Problem statement: Extract every line in the records below that contains the word "camouflage", and copy each such line in full.

•••

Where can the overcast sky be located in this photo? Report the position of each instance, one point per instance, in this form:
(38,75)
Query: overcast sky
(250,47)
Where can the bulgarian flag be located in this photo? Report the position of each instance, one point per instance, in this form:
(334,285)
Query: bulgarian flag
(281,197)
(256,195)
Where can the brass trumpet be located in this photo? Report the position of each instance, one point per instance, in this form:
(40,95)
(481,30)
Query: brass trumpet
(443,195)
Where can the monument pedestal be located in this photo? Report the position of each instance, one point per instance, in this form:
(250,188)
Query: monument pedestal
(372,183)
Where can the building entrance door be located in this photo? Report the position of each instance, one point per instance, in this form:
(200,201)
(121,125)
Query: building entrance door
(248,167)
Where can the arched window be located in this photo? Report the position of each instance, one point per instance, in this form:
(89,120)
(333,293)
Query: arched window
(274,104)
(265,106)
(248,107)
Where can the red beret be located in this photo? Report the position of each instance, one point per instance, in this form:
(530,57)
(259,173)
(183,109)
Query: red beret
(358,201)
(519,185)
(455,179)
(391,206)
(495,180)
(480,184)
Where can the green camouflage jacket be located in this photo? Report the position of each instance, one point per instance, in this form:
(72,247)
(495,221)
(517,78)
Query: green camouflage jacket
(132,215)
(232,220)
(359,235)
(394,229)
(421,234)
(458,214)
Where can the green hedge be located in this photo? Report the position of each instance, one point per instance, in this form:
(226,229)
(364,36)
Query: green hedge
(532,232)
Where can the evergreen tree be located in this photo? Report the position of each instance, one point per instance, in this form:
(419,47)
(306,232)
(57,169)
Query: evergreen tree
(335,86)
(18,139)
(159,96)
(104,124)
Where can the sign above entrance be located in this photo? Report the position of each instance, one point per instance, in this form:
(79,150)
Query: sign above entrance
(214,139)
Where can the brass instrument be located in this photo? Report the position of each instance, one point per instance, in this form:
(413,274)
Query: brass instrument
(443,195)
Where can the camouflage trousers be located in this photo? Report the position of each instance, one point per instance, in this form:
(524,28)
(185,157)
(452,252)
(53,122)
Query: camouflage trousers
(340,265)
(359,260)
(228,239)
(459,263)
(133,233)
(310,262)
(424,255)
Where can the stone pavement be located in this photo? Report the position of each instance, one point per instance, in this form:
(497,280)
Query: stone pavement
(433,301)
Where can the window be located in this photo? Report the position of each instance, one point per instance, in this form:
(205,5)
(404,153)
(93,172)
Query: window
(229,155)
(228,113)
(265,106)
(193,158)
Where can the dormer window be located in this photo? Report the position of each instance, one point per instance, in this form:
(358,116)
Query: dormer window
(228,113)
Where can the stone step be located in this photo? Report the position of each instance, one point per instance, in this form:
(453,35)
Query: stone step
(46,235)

•••

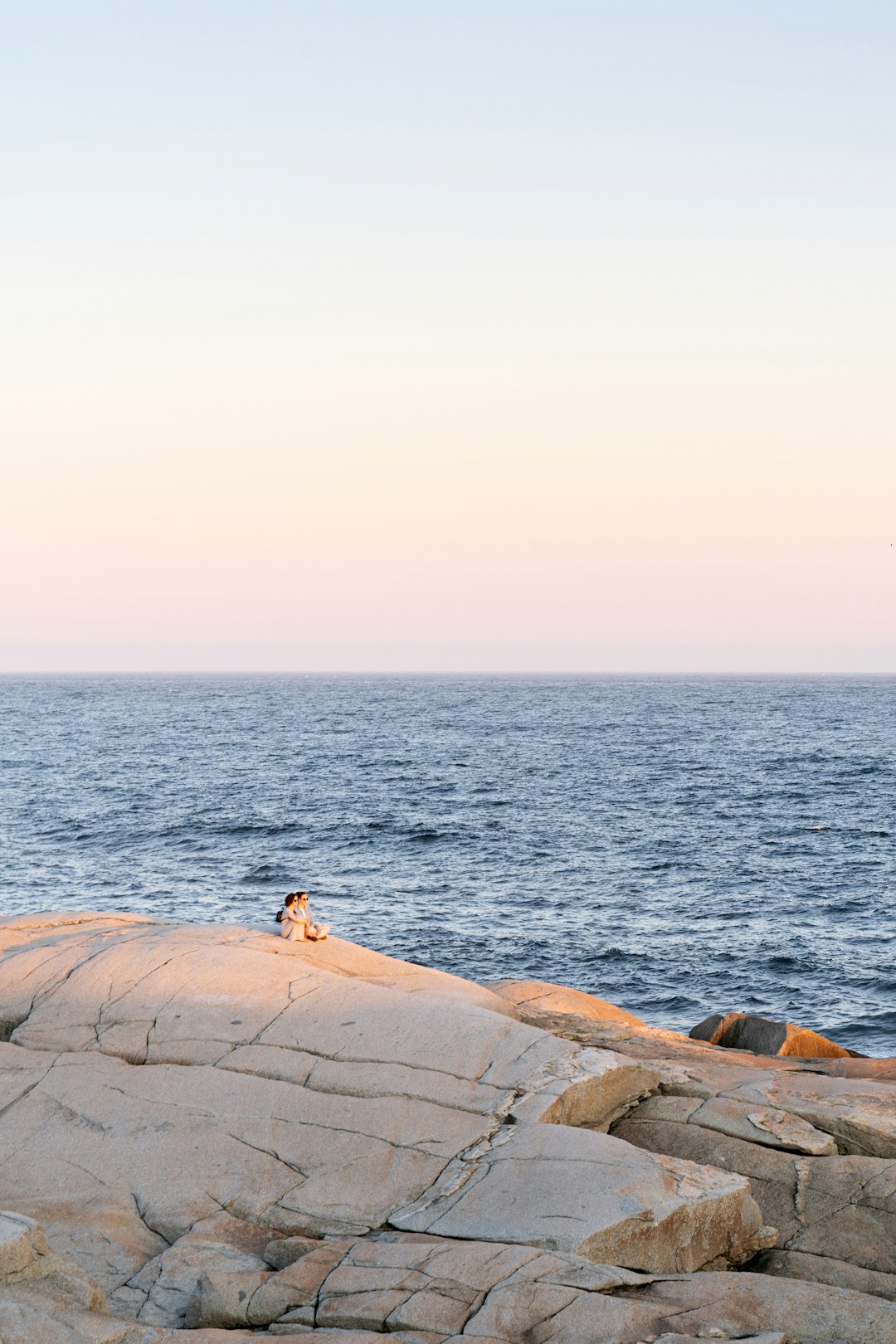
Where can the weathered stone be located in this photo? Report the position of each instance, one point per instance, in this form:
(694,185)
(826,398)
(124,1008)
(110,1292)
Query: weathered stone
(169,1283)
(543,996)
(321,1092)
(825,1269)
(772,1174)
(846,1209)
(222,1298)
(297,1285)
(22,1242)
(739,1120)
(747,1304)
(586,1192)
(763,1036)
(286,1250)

•••

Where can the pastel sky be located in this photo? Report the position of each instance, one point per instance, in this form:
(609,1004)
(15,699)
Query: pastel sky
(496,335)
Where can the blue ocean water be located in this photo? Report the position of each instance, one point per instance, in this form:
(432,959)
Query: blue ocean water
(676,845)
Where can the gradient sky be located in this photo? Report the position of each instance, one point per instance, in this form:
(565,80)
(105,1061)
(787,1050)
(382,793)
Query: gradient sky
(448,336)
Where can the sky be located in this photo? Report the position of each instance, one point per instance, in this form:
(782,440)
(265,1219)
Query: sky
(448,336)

•••

Full response:
Where can the green camouflage jacket be located in this photo? Report the position of each instance, one point per instance, in this form:
Query: green camouflage jacket
Where can the camouflage trousers be located in this photo? Report the position of each instance, one point per instance, in this form:
Query: camouflage trousers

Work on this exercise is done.